Formação Profissional nas Fábricas e Oficinas

  A liberdade de trabalho introduzida pelo liberalismo, aparentemente redundou numa maior exploração dos aprendizes. Qualquer mestre podia tomar os aprendizes que quisesse, e estabelecendo as suas próprias regras. Era a liberdade de trabalho. Para isso também concorreu numa primeira fase os novos processos industriais: as novas máquinas pareciam dispensar os operários especializados, encurtando o período de aprendizagem de um operário para alguns meses. Este facto, associado á liberdade de  contratação dos trabalhadores,  estimulou que se começa-se a empregar nas fábricas um numero sempre crescente de crianças e mulheres . Em Portugal em duas industrias o processo foi particularmente notório: Tabacos e a Algodoeira. Mas a situação era geral.

1.. As empresas de  tabacos eram nesta época das mais rentáveis e maiores do Pais, isso mesmo o atesta Raul Esteves dos Santos , na sua obra "Os Tabacos - Sua Influencia na Vida da Nação", contudo, o regime de formação nestas empresas  começa a assentar no trabalho das crianças e das  mulheres:

           - Os aprendizes, com idades desde os  sete anos, era pratica corrente exigir-lhes a mesma produção que um operário adulto. Os castigos corporais parecem nesta industria, terem sido particularmente severos e humilhantes, "sendo as mais leves faltas punidas com palmadas, correadas" (in, os Tabacos, II vol. pag.307 ). O recrutamento de crianças das escolas, parece ter-se verificado, nomeadamente pela fábrica de Xabregas que em 1863, fornecia sopas aos alunos da Escola Casal Ribeiro , situada no Beato. Em 1880, constatava-se a existência de 347 aprendizes nas três mais importantes  fábricas de Lisboa: Xabregas, Lisbonense e Regalia. Na fábrica de Xabregas os menores eram cause todos  do sexo feminino, entre os 10 e os 14 anos. Os menores do sexo masculino, dos 11 aos 13 anos , eram empregados em conduzir tabuleiros ás empreiteiras, fazer cigarros , escolher tabaco e varrer. A admissão de menores na fábrica Lisbonense  realizava-se nas mesmas condições. Na de Santa Justa realizava-se a  partir dos 10 anos.

Extrato de dados —
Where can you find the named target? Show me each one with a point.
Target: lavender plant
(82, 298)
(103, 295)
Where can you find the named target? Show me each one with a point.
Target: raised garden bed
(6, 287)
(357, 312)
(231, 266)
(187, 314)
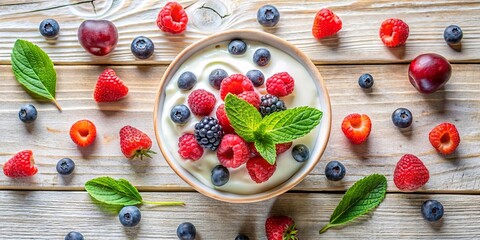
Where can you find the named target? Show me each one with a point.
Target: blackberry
(208, 133)
(270, 103)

Conjunto de tarefas —
(A) Indique se cada uma das afirmações seguintes está de acordo com o excerto, respondendo sim ou não e citando as palavras do excerto que o determinam: (i) em 1880 havia 347 aprendizes nas três mais importantes fábricas de Lisboa; (ii) na fábrica de Santa Justa, a admissão de menores fazia-se a partir dos 12 anos; (iii) em 1863, a fábrica de Xabregas fornecia sopas aos alunos da Escola Casal Ribeiro.
(B) Responda às perguntas seguintes com base no excerto:
(i) Em que duas indústrias portuguesas o processo foi particularmente notório?
(ii) A quanto tempo as novas máquinas encurtavam o período de aprendizagem de um operário?
(iii) Que tarefas desempenhavam na fábrica de Xabregas os menores do sexo masculino dos 11 aos 13 anos?
(C) Transcreva do excerto o trecho compreendido entre "Formação Profissional nas" e "situação era geral.", incluindo ambos.

Resultados por ordem —
(A)
(i) Sim: "constatava-se a existência de 347 aprendizes"
(ii) Não: "partir dos 10 anos"
(iii) Sim: "em 1863, fornecia sopas aos alunos da Escola Casal Ribeiro"

(B)
(i) Nos Tabacos e na Algodoeira.
(ii) A alguns meses.
(iii) Conduziam tabuleiros às empreiteiras, faziam cigarros, escolhiam tabaco e varriam.

(C)
Formação Profissional nas Fábricas e Oficinas

  A liberdade de trabalho introduzida pelo liberalismo, aparentemente redundou numa maior exploração dos aprendizes. Qualquer mestre podia tomar os aprendizes que quisesse, e estabelecendo as suas próprias regras. Era a liberdade de trabalho. Para isso também concorreu numa primeira fase os novos processos industriais: as novas máquinas pareciam dispensar os operários especializados, encurtando o período de aprendizagem de um operário para alguns meses. Este facto, associado á liberdade de  contratação dos trabalhadores,  estimulou que se começa-se a empregar nas fábricas um numero sempre crescente de crianças e mulheres . Em Portugal em duas industrias o processo foi particularmente notório: Tabacos e a Algodoeira. Mas a situação era geral.